PROVIDED TEXT:
-- Opening Marker --
Planar unclustered scale-free graphs as models for technological and biological networks

TL;DR

This paper introduces a family of deterministic, planar, scale-free graphs with modular and self-similar structures, providing exact formulas for key properties to model complex technological and biological networks.

Contribution

The paper presents a new family of deterministic, planar, scale-free graphs with exact analytic expressions for their properties, useful for modeling and understanding complex networks.

Findings

Graphs exhibit logarithmic average path length with network size.

Graphs have a power-law degree distribution.

Exact formulas for degree distribution, diameter, and average distance are derived.
-- Closing Marker --
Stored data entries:
-- Opening Marker --
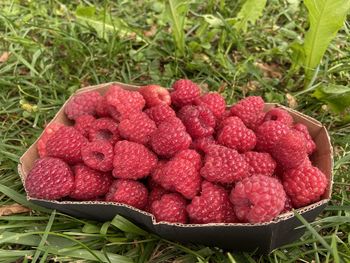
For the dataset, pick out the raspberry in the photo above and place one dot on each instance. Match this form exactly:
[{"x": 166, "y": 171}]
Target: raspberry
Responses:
[
  {"x": 184, "y": 92},
  {"x": 250, "y": 111},
  {"x": 258, "y": 199},
  {"x": 155, "y": 95},
  {"x": 138, "y": 127},
  {"x": 132, "y": 160},
  {"x": 213, "y": 101},
  {"x": 170, "y": 208},
  {"x": 128, "y": 192},
  {"x": 89, "y": 184},
  {"x": 50, "y": 178},
  {"x": 290, "y": 150},
  {"x": 45, "y": 136},
  {"x": 277, "y": 114},
  {"x": 304, "y": 185},
  {"x": 122, "y": 103},
  {"x": 224, "y": 165},
  {"x": 98, "y": 155},
  {"x": 180, "y": 175},
  {"x": 212, "y": 206},
  {"x": 169, "y": 138},
  {"x": 198, "y": 120},
  {"x": 104, "y": 129},
  {"x": 66, "y": 144},
  {"x": 160, "y": 113},
  {"x": 237, "y": 136},
  {"x": 268, "y": 134},
  {"x": 310, "y": 144},
  {"x": 82, "y": 104},
  {"x": 260, "y": 163},
  {"x": 83, "y": 124}
]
-- Closing Marker --
YOUR TASKS:
1. Summarize the paper summary on planar unclustered scale-free graphs in two sentences.
2. According to the paper summary on planar unclustered scale-free graphs, how does the average path length of the graphs behave as network size grows?
3. Continue the paper summary on planar unclustered scale-free graphs from its last finding.
These records come from a different source than the text.

EXERCISE RESPONSES:
1. The paper introduces a family of deterministic, planar, scale-free graphs with modular and self-similar structures, meant for modeling complex technological and biological networks. Its findings are that the graphs have a power-law degree distribution and a logarithmic average path length with network size, and it derives exact formulas for degree distribution, diameter, and average distance.

2. It is logarithmic with network size.

3.
Abstract

Many real life networks present an average path length logarithmic with the number of nodes and a degree distribution which follows a power law. Often these networks have also a modular and self-similar structure and, in some cases - usually associated with topological restrictions- their clustering is low and they are almost planar. In this paper we introduce a family of graphs which share all these properties and are defined by two parameters. As their construction is deterministic, we obtain exact analytic expressions for relevant properties of the graphs including the degree distribution, degree correlation, diameter, and average distance, as a function of the two defining parameters. Thus, the graphs are useful to model some complex networks, in particular several families of technological and biological networks, and in the design of new practical communication algorithms in relation to their dynamical processes. They can also help understanding the underlying mechanisms that have produced their particular structure.